══ Stored rows

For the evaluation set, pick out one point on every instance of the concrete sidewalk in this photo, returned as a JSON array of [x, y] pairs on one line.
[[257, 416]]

════
══ Stored rows

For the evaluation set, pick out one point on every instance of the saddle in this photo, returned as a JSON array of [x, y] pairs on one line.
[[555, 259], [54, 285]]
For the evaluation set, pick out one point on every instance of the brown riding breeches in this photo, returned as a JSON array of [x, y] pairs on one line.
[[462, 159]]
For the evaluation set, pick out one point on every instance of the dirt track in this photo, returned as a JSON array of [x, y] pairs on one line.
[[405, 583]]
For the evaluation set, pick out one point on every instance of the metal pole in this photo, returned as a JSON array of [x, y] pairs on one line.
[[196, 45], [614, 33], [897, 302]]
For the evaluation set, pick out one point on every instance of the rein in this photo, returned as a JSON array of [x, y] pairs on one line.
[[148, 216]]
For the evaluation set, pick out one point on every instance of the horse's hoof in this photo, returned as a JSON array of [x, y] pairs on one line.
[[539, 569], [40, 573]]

════

### [Given exercise]
Rescale the material from the line with "of the concrete" to the line with "[[257, 416]]", both included, by reproducing each of those lines with its request unchanged and every point coordinate in the answers multiplied by 0.8 and rounded to a whole number, halves rounding up. Return only those lines.

### [Solution]
For the evaluation set, pick out one point on every instance of the concrete sidewalk in this photo, returned as a JSON array of [x, y] pairs on one line.
[[206, 333]]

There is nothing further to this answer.